**Activity**. Reprint all of the data below exactly as shown and skip every image.
___ Information given
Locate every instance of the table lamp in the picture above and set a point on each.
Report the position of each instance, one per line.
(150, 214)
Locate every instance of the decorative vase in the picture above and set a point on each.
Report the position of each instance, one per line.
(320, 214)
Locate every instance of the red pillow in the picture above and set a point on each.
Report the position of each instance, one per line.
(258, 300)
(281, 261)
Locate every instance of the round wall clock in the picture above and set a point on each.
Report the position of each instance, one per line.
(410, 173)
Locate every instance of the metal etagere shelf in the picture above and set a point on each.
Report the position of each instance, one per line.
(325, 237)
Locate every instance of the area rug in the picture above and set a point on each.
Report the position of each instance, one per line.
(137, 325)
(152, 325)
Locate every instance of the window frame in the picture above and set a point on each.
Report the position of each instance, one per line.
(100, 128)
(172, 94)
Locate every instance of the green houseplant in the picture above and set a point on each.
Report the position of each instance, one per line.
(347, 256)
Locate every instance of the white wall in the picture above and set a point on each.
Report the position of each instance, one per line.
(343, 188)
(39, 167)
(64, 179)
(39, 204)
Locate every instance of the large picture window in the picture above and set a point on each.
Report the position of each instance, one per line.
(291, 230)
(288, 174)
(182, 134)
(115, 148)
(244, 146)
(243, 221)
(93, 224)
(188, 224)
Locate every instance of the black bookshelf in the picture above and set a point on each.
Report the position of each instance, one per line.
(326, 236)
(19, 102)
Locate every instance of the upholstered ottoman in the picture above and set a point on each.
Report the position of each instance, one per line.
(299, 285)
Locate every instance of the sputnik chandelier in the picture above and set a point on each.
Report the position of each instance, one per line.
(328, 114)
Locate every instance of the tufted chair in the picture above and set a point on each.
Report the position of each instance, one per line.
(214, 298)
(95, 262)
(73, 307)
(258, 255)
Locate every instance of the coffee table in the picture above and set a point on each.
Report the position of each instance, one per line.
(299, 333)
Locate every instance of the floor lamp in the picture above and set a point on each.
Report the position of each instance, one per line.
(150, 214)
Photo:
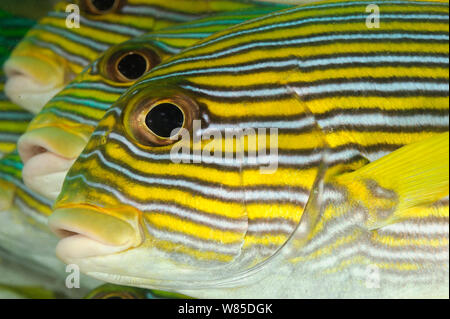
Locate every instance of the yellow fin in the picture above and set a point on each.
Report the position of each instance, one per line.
(414, 175)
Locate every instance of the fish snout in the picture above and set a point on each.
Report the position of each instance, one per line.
(86, 231)
(47, 154)
(32, 82)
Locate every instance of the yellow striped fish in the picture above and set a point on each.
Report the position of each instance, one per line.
(56, 50)
(13, 119)
(143, 205)
(58, 134)
(72, 116)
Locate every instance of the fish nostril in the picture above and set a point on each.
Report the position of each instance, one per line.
(36, 150)
(28, 150)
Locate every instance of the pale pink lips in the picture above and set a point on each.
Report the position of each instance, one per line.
(88, 233)
(26, 85)
(48, 153)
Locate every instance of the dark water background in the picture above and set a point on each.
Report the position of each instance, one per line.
(27, 8)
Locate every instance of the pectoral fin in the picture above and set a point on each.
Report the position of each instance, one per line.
(414, 175)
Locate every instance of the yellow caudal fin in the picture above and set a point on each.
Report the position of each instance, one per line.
(414, 175)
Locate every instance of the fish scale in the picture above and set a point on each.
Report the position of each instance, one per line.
(305, 70)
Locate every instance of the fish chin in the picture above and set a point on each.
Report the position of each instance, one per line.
(45, 173)
(144, 267)
(28, 94)
(6, 195)
(33, 81)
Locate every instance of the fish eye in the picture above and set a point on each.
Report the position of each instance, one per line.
(164, 118)
(131, 65)
(101, 6)
(159, 122)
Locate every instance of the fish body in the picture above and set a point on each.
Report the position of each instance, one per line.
(13, 119)
(71, 117)
(343, 97)
(56, 49)
(64, 125)
(110, 291)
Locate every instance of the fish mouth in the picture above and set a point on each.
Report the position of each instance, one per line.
(89, 232)
(32, 82)
(7, 191)
(47, 154)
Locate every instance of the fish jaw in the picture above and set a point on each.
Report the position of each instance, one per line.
(32, 82)
(47, 154)
(87, 232)
(7, 192)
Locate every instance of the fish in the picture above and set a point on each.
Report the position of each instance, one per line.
(361, 123)
(13, 119)
(110, 291)
(58, 134)
(72, 115)
(56, 50)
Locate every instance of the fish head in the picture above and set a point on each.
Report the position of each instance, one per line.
(202, 211)
(75, 33)
(53, 52)
(58, 133)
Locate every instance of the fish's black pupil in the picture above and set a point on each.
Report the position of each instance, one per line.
(132, 66)
(164, 118)
(103, 5)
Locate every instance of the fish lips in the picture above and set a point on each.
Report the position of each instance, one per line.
(89, 232)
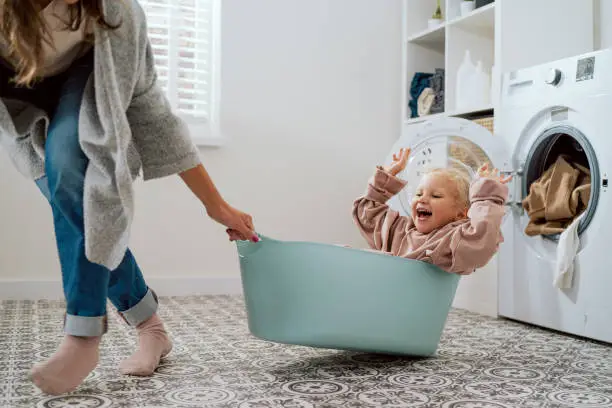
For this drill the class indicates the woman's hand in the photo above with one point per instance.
(484, 172)
(239, 225)
(399, 162)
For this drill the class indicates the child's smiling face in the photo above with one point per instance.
(436, 203)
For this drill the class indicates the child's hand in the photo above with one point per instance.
(399, 162)
(484, 172)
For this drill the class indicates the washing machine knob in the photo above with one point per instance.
(553, 77)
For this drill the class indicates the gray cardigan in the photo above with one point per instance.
(126, 127)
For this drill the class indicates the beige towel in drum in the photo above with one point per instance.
______
**Answer for the task**.
Locate every instance of the table lamp in the picture above and set a point on each.
Report the position of each instance, one per line.
(150, 214)
Locate every instance of the decorative vase in the picture above and set a point on each.
Report the position of each instance, one per line.
(320, 214)
Locate every instance of the red pillow in the picture above and set a point on each.
Report the position of each instance, one per line.
(258, 300)
(281, 261)
Locate every instance of the round wall clock in the picture above and set a point on each.
Report the position of each instance, one per line.
(410, 173)
Locate every instance of the metal etagere shelf in the picture above and set a point on each.
Report the position of each instance, one per line.
(325, 237)
Locate every instance of the area rug in the picture above and set a point on each.
Report the position of each instance, one per line.
(137, 325)
(152, 325)
Locate every instance of the window frame in the picture above and set a point on each.
Report the position of each instance, one per line.
(100, 128)
(172, 94)
Locate every instance of the green houseplant in the picture above and set a point on each.
Report the position of each instance, one per line.
(347, 256)
Locate every instance of the white wall in the picture above and set a point on each.
Report the position of each instance, one per line.
(343, 188)
(39, 167)
(64, 179)
(39, 204)
Locate every instance of the large picture window in the picture above and set a point on each.
Report the position of each instance, one per line.
(291, 230)
(288, 174)
(182, 134)
(115, 148)
(244, 146)
(243, 221)
(93, 224)
(188, 224)
Locate every instance of the black bookshelf in the picture above and set a point on each.
Report the position of each instance, one per line.
(326, 236)
(19, 102)
Locate every instance of the upholstered ottoman in the picture above and set a point on each.
Report the position of each instance, one per line.
(299, 285)
Locate every instance of the sputnik chandelier in the picture above and set a point on each.
Report the position of each instance, one per line.
(328, 114)
Locate every instance of the tufted chair in the picture above and set a point on each.
Report the position of each instance, one per line.
(214, 298)
(95, 262)
(73, 307)
(258, 255)
Locate every instance of the coffee table in the picture above and set a point on each.
Report the position of each instance, one per line.
(299, 333)
Locate every instance of the floor lamp in the picture above and set a point on each.
Report the position of each instance, one per line.
(150, 214)
Photo:
Locate every instance of the yellow fin in the picture above and set a point on each.
Report the position of each instance, one per line.
(414, 175)
Locate every instance of the fish snout in the picture above and set a point on each.
Report the position of each instance, one per line.
(86, 231)
(47, 154)
(32, 82)
Locate every instance of the yellow striped fish in the picture above and set a point on each.
Report the position of each instance, one per line.
(56, 50)
(13, 119)
(143, 205)
(58, 134)
(72, 116)
Locate every instance of the fish nostril in the picture above and set a point on each.
Report the position of each instance, one per line.
(36, 150)
(28, 150)
Locate every instance of the pale pink lips in the picture above and set a point on each.
Report the position of each instance, one per line.
(88, 233)
(26, 85)
(48, 153)
Locate every instance of the dark water background in the picture above and set a point on each.
Report the position of each instance, one per line.
(27, 8)
Locate every instance of the pectoral fin in the picture above and set a point on each.
Report the position of each instance, one per line.
(414, 175)
Locate every instance of the yellow caudal fin in the picture above and set a point on each.
Report the position of each instance, one per line.
(414, 175)
Locate every instance of the fish scale in the picture above and set a point on each.
Report the position of each instance, one per line.
(305, 70)
Locate every instance of the fish chin in the picture above and set a point on each.
Report the position of each instance, one per line.
(45, 173)
(144, 267)
(28, 94)
(6, 195)
(33, 81)
Locate every instance of the fish eye in the picture above and set a point on each.
Report the position of each instance, one per line.
(164, 118)
(131, 65)
(101, 6)
(159, 122)
Locate every instance of the fish body in the picture above and set a point on each.
Report the position of each instance, one per line.
(13, 119)
(71, 117)
(343, 97)
(56, 49)
(64, 125)
(110, 291)
Locate every instance of the fish mouth in the picture above and set a point on each.
Report the position of each instance, one per line.
(89, 232)
(32, 82)
(7, 191)
(47, 154)
Locate every instance of the fish jaw in the picture above and set a point on each.
Report the position of each instance, one per line.
(32, 82)
(47, 154)
(87, 232)
(7, 192)
Locate every instance of the fish in the picture above and set a point on each.
Report the position of each instance, one per line.
(361, 123)
(13, 119)
(110, 291)
(58, 134)
(72, 115)
(56, 50)
Locate every instance of the fish head in the picture above and set a point on each.
Report the position of each instance, one per line.
(202, 211)
(75, 33)
(53, 52)
(58, 133)
Locate every instance of the fish's black pupil in the picture above and set a point on each.
Report the position of each instance, one per line.
(132, 66)
(164, 118)
(103, 5)
Locate every instance of the fish lips in the picture above and set a point on each.
Report the position of each instance, one per line.
(89, 232)
For this drill the class indicates the woman's hand in the photo above with one point per instance.
(484, 172)
(239, 225)
(399, 162)
For this drill the class indicates the child's smiling face in the photo above with one point per instance.
(436, 203)
For this drill the class indicates the child's hand in the photo above with one point per instance.
(399, 162)
(484, 172)
For this drill the class indicates the washing machine knob in the photo above with one point per instance.
(553, 77)
For this drill the class indicates the gray cardigan in the photo above with one point per instance.
(126, 127)
For this drill the class indicates the beige towel in drum in the photo above with one point per instance.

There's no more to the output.